Work required:
Reproduce the records below exactly as given.

----

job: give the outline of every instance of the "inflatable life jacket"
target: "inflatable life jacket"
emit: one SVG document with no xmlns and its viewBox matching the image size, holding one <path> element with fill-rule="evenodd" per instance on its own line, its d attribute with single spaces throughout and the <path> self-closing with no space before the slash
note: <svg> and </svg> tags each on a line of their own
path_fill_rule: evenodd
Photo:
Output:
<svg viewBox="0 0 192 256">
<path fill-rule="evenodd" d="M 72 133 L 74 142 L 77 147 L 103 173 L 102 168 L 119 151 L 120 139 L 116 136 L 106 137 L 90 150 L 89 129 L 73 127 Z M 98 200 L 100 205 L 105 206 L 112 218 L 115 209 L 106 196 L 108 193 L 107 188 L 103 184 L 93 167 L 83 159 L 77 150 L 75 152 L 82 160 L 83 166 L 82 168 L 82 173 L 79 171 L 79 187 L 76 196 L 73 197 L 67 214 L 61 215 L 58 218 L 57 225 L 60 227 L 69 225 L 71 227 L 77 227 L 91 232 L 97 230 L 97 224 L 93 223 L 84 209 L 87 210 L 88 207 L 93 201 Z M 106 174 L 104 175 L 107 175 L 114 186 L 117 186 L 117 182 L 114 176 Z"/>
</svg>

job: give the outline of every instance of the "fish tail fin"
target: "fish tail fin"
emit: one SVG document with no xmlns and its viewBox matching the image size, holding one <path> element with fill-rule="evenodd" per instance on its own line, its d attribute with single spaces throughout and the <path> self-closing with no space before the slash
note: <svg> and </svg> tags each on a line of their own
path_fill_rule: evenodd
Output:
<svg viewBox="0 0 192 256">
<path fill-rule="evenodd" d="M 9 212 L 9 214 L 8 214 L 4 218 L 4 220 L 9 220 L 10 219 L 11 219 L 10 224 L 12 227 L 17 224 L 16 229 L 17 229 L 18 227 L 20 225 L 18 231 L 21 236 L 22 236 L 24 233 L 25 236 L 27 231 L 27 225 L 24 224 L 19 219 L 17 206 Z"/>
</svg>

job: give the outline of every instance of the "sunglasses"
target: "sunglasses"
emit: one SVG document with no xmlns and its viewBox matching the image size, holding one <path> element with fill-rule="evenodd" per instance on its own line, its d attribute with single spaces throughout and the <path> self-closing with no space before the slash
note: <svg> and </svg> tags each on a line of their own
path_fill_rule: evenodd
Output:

----

Solved problem:
job: give the outline of every instance of the "inflatable life jacket"
target: "inflatable life jacket"
emit: one SVG document with no xmlns and its viewBox matching the image size, holding one <path> element with fill-rule="evenodd" per instance on its own line, its d attribute with single spaces throughout and the <path> self-closing with no space before the slash
note: <svg> and </svg> tags each on a line of their own
path_fill_rule: evenodd
Photo:
Output:
<svg viewBox="0 0 192 256">
<path fill-rule="evenodd" d="M 72 133 L 74 142 L 77 147 L 103 173 L 102 168 L 119 151 L 120 139 L 116 136 L 106 137 L 90 150 L 89 129 L 73 127 Z M 98 200 L 100 205 L 105 206 L 112 218 L 115 209 L 106 196 L 108 193 L 107 188 L 103 184 L 93 167 L 83 159 L 77 150 L 75 152 L 82 160 L 83 166 L 82 168 L 82 173 L 79 171 L 79 187 L 76 196 L 73 197 L 67 214 L 61 215 L 58 218 L 57 225 L 60 227 L 69 225 L 71 227 L 77 227 L 91 232 L 97 230 L 97 224 L 93 223 L 84 209 L 87 210 L 88 207 L 93 201 Z M 106 174 L 104 175 L 107 175 L 114 186 L 117 186 L 117 182 L 114 176 Z"/>
</svg>

job: give the outline of every instance of the "fish tail fin"
target: "fish tail fin"
emit: one SVG document with no xmlns and its viewBox matching the image size, holding one <path> element with fill-rule="evenodd" per instance on its own line, its d attribute with single spaces throughout and the <path> self-closing with no space before the slash
note: <svg> and </svg> tags each on a line of their own
path_fill_rule: evenodd
Output:
<svg viewBox="0 0 192 256">
<path fill-rule="evenodd" d="M 9 212 L 9 214 L 8 214 L 4 218 L 4 220 L 9 220 L 10 219 L 11 219 L 10 224 L 12 227 L 17 224 L 16 229 L 17 229 L 18 227 L 20 225 L 18 231 L 21 236 L 22 236 L 24 233 L 25 236 L 27 231 L 27 225 L 24 224 L 19 219 L 17 206 Z"/>
</svg>

job: give the outline of every instance of the "sunglasses"
target: "sunglasses"
emit: one SVG document with no xmlns and its viewBox matching the image size, holding one <path> element with fill-rule="evenodd" per instance on its own line, its d attribute with single spaces throughout and the <path> self-closing with no space before the slash
note: <svg> and </svg> tags each on a line of their own
path_fill_rule: evenodd
Output:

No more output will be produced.